* [SELECTED EXCERPT]:
--- START ---

Aphyric Skye Lavas data set, ilr transformed. MCD distance–distance plot in the left hand panel. A ternary diagram with transformed Mahalanobis distances tolerance ellipses, classical and robust (color figure online)

Fig. 3
figure 3

Aphyric Skye Lavas data set, ilr transformed. MCD estimation with \(\alpha =0.5\) and reweighted MCD with cutoff 0.975 in the left hand panel. In the right hand panel—S-estimation with 50% bdp and MM estimation with 99% efficiency

Computing S-estimates with 50% (asymptotic) breakdown point and Tukey’s biweight function (Fig. 3, right-upper panel) produces similar results to the reweighted MCD (lower-left panel in the same figure), however the MM estimates with the default efficiency does not identify any outliers (lower-right panel in Fig. 3). As Cerioli et al. point out, the recommended default efficiency of 95 or 99% for the MM estimates might be too optimistic, also in our case. Following their approach for data driven balance between robustness and efficiency in the case of compositional data we present in the following the monitoring of the estimation parameters (breakdown point and efficiency) resulting in plots of the squared Mahalanobis distances of the ilr transformed data. In Fig. 4 is presented the monitoring of the S-estimation. As we have already seen in Fig. 3, for bdp=50% the analysis is robust but reducing the breakdown to less than 45% (with the hope to increase the efficiency) results in a non-robust analysis. This is clearly seen in the left hand panel of Fig. 4 but also in the correlation plot on the right side. Monitoring the efficiency of MM-estimates is shown in Fig. 5. It reveals why the index plot of the MM-estimates in Fig. 2 did not show any outliers—for efficiency higher than 0.71 the fit is the same as the maximum likelihood. This is also clearly seen from the correlation monitoring in the right hand panel. Using the brushing functionality of the toolbox, we can identify the outlying units, as shown in Fig. 6: in the right hand panel the outliers are shown as red circles.

--- END ---

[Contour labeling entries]

--- START ---

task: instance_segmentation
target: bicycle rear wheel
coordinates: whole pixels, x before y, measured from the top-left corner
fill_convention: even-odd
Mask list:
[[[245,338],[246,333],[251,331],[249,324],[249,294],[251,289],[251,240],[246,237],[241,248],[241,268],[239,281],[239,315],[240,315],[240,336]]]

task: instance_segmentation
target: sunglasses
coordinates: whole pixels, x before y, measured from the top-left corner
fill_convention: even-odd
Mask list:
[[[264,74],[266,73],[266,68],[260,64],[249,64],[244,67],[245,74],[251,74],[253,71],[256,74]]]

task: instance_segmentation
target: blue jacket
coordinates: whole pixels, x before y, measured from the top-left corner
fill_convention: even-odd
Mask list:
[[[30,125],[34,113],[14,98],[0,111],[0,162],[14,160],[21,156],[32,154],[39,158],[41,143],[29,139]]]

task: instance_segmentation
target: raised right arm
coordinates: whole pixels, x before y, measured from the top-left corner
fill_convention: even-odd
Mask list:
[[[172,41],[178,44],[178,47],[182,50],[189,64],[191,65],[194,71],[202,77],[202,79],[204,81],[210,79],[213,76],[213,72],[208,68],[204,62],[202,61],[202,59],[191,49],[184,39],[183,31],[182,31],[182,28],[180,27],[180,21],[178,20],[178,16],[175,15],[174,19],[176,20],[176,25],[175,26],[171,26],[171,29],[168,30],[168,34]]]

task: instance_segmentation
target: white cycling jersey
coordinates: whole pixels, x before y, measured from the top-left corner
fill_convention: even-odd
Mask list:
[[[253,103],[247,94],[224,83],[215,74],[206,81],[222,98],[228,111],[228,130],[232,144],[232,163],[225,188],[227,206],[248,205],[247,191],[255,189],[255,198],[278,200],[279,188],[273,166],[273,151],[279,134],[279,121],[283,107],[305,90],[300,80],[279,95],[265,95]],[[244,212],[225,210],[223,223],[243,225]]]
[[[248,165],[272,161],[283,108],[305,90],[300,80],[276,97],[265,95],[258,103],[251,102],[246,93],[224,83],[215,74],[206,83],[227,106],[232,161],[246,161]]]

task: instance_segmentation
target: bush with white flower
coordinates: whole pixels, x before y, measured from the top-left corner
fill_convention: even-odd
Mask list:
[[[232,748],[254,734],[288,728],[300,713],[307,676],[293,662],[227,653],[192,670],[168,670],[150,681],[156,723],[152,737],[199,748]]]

--- END ---

* [TASK BRIEF]: Return the full excerpt on robust estimation of the Skye lavas data above, reproducing it word for word.

* [COMPLETED TASK]:
Aphyric Skye Lavas data set, ilr transformed. MCD distance–distance plot in the left hand panel. A ternary diagram with transformed Mahalanobis distances tolerance ellipses, classical and robust (color figure online)

Fig. 3
figure 3

Aphyric Skye Lavas data set, ilr transformed. MCD estimation with \(\alpha =0.5\) and reweighted MCD with cutoff 0.975 in the left hand panel. In the right hand panel—S-estimation with 50% bdp and MM estimation with 99% efficiency

Computing S-estimates with 50% (asymptotic) breakdown point and Tukey’s biweight function (Fig. 3, right-upper panel) produces similar results to the reweighted MCD (lower-left panel in the same figure), however the MM estimates with the default efficiency does not identify any outliers (lower-right panel in Fig. 3). As Cerioli et al. point out, the recommended default efficiency of 95 or 99% for the MM estimates might be too optimistic, also in our case. Following their approach for data driven balance between robustness and efficiency in the case of compositional data we present in the following the monitoring of the estimation parameters (breakdown point and efficiency) resulting in plots of the squared Mahalanobis distances of the ilr transformed data. In Fig. 4 is presented the monitoring of the S-estimation. As we have already seen in Fig. 3, for bdp=50% the analysis is robust but reducing the breakdown to less than 45% (with the hope to increase the efficiency) results in a non-robust analysis. This is clearly seen in the left hand panel of Fig. 4 but also in the correlation plot on the right side. Monitoring the efficiency of MM-estimates is shown in Fig. 5. It reveals why the index plot of the MM-estimates in Fig. 2 did not show any outliers—for efficiency higher than 0.71 the fit is the same as the maximum likelihood. This is also clearly seen from the correlation monitoring in the right hand panel. Using the brushing functionality of the toolbox, we can identify the outlying units, as shown in Fig. 6: in the right hand panel the outliers are shown as red circles.